=== Extract ===

The name of Septimus Lloyd Chase will be cherished longer, and have a warmer place in the memories of all Churchmen who remember Melbourne in its early days, than that of many a man of more brilliant parts or popular gifts.

The record of his ministry is not one of notable utterances or conspicuous achievements, any more than that of his life is one of the striking incidents or picturesque vicissitudes, yet was the effect of his teaching upon those who came under his influence out of all proportion to his learning or eloquence or intellectual force.

The reputation which he already had when he came out 45 years ago, a man young in years, but with judgement and experience far beyond his years, to work under Bishop Perry in the new Diocese of Melbourne, was one which every true minister would most covet for his own - that of saintliness of life.

Everything changed with him and with the colony before he had been many months in Melbourne. Having come out, as he thought, to a quiet, half-missionary ministry in a thinly-populated pastoral district, he found himself, almost from the first, in the centre of the flux and fever of the goldfield discovery. For the few settlers and their families to whom he expected to minister, he was called in succession to the incumbency of three city churches, involving the charge at different times of the wealthiest, the busiest, and the poorest parts of the population of the metropolis.

But the man himself never changed. The old savour of personal holiness and unworldliness clung to him through all, giving him such influence with Churchmen of all schools and classes that, although he had little or no turn for public life, or for what may be called the politics of the Church, and had no pretence to be a debater, the Church Assembly, that always has an unerring instinct for a good man, chose him again and again, while his health lasted, among its foremost men to a place on the Bishop's Council, the Cathedral Chapter, and the Bishopric Election Board.

=== Data excerpts ===

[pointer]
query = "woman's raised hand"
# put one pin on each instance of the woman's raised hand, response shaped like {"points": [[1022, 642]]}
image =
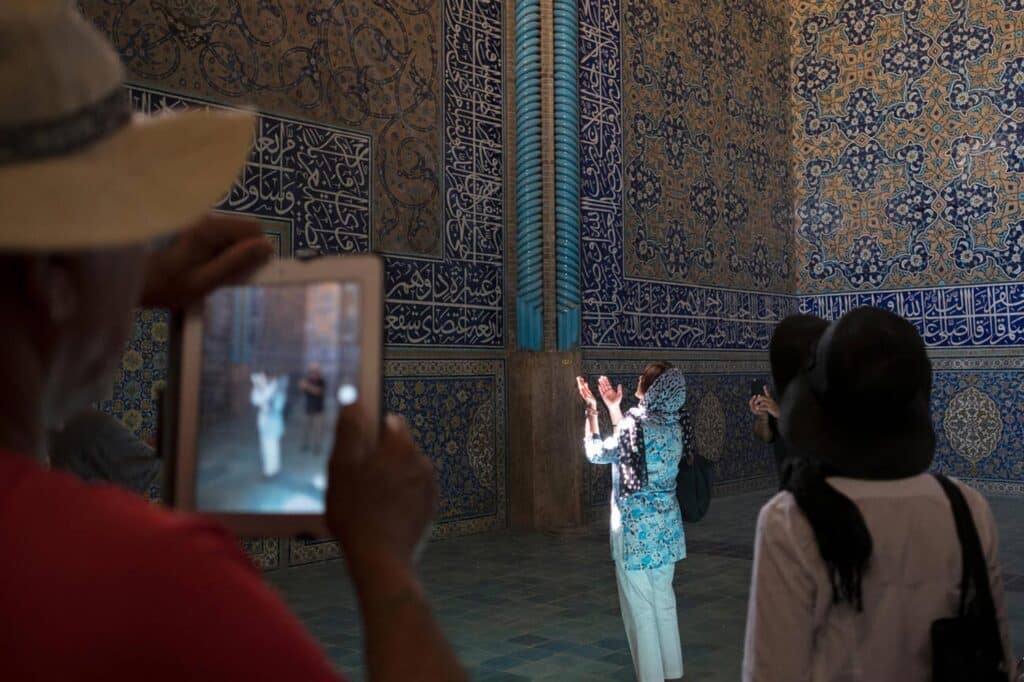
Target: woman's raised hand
{"points": [[586, 393], [611, 396], [765, 405]]}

===

▶ **Brief 1**: Name the bodies to which, according to the sketch of Septimus Lloyd Chase, the Church Assembly repeatedly chose him.
▶ **Brief 2**: Retype the entire listing that follows the Chase sketch, line for line, and omit the picture.

▶ **Complete answer 1**: The Bishop's Council, the Cathedral Chapter, and the Bishopric Election Board.

▶ **Complete answer 2**:
[pointer]
query = "woman's raised hand"
# put one pin on each instance of the woman's raised hand, response shaped like {"points": [[1022, 642]]}
image =
Target: woman's raised hand
{"points": [[586, 393], [611, 396], [765, 405]]}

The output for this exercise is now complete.